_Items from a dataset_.
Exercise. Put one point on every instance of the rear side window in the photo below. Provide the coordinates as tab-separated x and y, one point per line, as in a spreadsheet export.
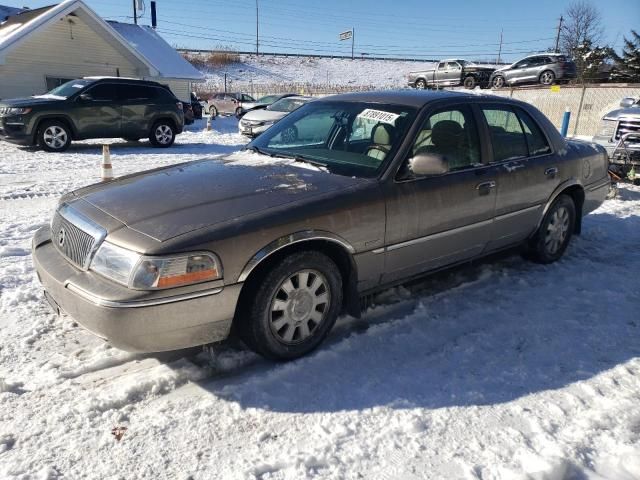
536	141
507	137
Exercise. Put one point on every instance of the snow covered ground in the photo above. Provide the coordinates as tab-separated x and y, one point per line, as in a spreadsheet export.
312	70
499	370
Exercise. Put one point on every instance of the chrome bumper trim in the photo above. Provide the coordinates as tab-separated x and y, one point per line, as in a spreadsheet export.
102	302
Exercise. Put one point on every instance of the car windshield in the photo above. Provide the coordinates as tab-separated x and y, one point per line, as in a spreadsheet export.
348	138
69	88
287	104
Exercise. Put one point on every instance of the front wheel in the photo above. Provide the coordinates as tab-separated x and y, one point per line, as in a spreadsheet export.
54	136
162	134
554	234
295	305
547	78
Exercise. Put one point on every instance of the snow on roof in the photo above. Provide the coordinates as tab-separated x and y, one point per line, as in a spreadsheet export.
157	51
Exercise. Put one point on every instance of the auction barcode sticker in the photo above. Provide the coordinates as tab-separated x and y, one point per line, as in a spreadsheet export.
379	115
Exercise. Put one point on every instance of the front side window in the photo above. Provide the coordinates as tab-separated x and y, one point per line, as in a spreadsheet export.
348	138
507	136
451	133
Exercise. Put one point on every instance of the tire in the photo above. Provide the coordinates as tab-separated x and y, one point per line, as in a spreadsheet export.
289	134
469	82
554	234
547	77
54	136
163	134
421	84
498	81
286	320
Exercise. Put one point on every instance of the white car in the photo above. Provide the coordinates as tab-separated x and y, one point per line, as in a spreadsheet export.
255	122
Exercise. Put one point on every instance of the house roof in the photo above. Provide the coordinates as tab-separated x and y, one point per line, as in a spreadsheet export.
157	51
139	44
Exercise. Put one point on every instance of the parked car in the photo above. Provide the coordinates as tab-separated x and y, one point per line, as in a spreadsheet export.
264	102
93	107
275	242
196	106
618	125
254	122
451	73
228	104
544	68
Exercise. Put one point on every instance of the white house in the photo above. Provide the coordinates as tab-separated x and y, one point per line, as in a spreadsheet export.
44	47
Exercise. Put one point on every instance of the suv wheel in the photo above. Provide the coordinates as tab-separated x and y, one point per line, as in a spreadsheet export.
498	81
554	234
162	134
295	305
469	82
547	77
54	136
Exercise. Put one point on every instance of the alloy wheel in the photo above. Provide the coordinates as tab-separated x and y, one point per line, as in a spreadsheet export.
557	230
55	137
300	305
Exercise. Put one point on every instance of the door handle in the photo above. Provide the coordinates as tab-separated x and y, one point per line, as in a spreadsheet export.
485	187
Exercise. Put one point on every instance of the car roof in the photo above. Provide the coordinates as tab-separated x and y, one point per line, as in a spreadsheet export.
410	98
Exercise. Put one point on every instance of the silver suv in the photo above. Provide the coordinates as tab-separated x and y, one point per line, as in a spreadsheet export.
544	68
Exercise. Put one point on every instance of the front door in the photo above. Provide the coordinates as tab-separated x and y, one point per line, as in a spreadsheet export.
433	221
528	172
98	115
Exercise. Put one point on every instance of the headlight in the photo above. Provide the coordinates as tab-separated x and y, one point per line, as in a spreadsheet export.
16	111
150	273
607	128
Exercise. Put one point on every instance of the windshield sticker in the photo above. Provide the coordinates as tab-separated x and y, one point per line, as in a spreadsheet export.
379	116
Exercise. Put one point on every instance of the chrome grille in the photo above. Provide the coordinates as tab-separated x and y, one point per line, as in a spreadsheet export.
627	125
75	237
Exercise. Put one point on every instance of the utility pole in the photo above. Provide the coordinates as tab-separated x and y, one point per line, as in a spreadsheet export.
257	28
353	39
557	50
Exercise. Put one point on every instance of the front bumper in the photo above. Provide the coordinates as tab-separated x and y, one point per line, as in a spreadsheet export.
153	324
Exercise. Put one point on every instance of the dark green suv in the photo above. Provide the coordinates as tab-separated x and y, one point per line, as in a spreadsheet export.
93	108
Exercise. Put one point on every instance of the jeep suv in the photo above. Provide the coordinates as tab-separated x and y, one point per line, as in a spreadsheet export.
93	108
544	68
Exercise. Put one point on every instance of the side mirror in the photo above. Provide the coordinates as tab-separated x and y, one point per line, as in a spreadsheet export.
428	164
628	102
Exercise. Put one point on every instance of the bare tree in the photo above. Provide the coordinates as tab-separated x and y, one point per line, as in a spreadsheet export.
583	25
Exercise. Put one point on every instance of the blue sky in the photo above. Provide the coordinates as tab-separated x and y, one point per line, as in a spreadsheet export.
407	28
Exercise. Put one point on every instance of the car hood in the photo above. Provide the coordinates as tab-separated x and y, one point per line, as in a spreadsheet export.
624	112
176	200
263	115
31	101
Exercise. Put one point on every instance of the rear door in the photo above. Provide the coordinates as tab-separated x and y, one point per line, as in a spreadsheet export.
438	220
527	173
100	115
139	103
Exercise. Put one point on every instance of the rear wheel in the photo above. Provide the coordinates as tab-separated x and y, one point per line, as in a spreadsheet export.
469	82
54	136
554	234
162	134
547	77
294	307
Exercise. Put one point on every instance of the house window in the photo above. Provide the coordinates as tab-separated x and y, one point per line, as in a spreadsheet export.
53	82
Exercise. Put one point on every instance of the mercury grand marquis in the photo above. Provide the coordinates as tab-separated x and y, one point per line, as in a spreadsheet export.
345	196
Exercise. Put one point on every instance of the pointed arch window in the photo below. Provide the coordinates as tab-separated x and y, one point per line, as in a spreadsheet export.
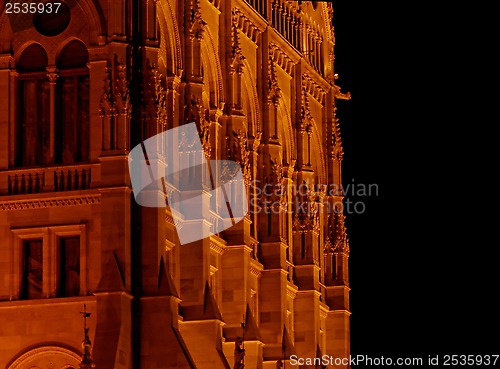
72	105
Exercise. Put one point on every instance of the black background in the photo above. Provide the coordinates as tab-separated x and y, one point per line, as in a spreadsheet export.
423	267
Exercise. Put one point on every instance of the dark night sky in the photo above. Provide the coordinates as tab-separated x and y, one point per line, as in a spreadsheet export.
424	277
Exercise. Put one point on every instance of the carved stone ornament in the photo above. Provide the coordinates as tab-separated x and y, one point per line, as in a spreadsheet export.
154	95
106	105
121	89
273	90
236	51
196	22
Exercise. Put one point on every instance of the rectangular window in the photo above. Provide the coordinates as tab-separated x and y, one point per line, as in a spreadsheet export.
==
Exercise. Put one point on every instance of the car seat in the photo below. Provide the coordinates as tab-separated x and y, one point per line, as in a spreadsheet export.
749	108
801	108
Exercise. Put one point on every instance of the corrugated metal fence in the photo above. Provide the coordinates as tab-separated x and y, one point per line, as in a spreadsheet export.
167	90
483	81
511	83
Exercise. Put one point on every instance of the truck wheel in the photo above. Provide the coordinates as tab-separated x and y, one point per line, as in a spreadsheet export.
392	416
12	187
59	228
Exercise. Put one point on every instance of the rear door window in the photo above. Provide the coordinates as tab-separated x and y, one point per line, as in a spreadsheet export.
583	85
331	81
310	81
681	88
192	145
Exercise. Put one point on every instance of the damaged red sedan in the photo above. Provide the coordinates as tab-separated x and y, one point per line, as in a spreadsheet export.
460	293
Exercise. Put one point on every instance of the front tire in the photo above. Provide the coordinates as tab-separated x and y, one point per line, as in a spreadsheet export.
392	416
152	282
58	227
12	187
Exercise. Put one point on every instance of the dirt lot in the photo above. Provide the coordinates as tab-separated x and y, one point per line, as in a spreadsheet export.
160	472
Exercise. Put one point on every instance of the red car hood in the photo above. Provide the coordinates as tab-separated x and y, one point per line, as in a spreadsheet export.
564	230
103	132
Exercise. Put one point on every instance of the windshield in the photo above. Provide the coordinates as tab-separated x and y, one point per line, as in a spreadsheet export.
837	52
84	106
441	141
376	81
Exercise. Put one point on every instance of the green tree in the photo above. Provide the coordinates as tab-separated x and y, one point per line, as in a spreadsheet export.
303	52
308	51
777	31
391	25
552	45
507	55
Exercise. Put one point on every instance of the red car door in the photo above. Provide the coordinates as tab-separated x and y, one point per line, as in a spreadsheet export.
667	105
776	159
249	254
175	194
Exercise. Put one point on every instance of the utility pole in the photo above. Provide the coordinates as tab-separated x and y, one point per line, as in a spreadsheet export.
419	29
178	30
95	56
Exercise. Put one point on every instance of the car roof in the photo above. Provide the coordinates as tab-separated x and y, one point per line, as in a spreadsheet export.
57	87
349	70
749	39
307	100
==
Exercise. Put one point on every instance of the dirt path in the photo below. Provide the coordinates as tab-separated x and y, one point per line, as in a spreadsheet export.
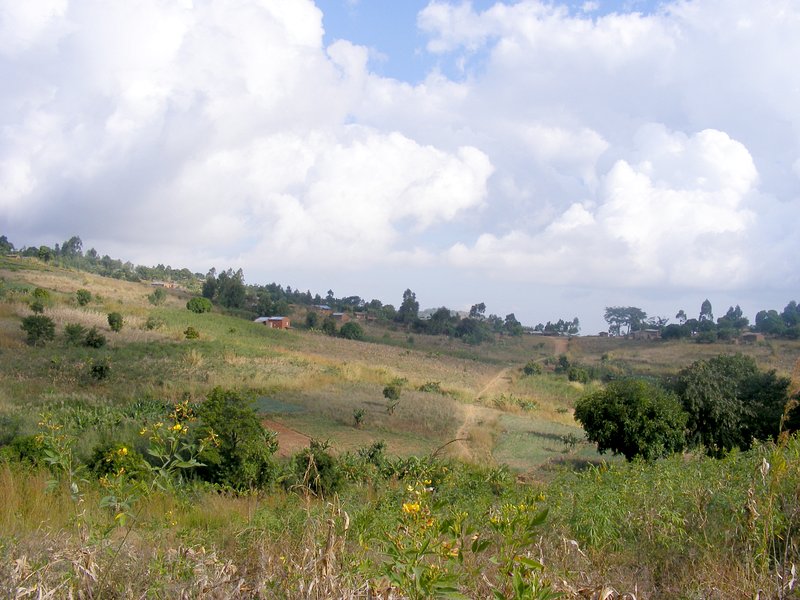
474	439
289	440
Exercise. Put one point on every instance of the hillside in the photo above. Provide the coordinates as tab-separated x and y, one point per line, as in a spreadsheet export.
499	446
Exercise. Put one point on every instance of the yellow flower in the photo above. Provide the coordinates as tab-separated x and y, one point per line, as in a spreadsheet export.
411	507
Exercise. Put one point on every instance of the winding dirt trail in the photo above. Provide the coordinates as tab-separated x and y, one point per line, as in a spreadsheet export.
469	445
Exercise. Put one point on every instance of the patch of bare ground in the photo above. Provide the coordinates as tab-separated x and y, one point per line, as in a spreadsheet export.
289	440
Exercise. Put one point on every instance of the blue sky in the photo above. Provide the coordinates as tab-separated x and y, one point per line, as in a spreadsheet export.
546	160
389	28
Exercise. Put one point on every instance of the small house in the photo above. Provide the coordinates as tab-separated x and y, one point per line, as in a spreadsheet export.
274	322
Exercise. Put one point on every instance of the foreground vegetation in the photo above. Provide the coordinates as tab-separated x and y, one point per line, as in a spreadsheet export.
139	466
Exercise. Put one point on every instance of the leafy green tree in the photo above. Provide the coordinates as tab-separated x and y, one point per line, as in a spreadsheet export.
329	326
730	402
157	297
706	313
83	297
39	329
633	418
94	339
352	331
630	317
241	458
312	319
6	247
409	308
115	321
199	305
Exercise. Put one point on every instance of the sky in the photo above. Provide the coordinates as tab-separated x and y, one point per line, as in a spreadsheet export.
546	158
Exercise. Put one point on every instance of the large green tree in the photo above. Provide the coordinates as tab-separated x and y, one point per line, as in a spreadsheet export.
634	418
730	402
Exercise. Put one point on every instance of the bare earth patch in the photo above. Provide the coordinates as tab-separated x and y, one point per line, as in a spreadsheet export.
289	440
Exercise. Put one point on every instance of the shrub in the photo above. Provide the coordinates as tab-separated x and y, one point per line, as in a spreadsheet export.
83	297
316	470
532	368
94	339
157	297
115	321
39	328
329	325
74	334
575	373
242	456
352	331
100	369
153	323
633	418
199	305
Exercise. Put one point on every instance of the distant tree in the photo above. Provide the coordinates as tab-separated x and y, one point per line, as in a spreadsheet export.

_EXERCISE PROMPT_. For this exercise, reproduce exactly the lines of the records above from the one with "Exercise. Put one point on every instance of the pointed" up to and including the one with "Exercise. Put one point on every instance of the rectangular", without pictures.

_COMPLETED EXERCISE_.
Exercise. Put one point on every instance of the pointed arch window in the photo below. Provide the coordinates as tab-separated x and y, one point per line, as in a spreadsheet export.
72	105
Exercise. Put one point on every instance of the black background in the photo above. Provide the coordinates as tab-separated x and y, one point per line, as in a spreadsheet export.
423	267
Exercise. Put one point on every instance of the dark night sky in the photo above. Provide the coordinates as tab-separated x and y, one point per line, as in a spreadsheet export.
424	277
Exercise. Put one point on every instance of the carved stone ornament in the photo above. Provide the coordinates as tab-separated x and y, one point per line, as in a spreadsheet export.
154	95
106	105
121	89
273	90
236	51
196	22
Exercise. Put one point on every instance of the rectangular window in the photo above. Provide the coordinates as tab-separated x and y, one point per line, as in a spreadsheet export.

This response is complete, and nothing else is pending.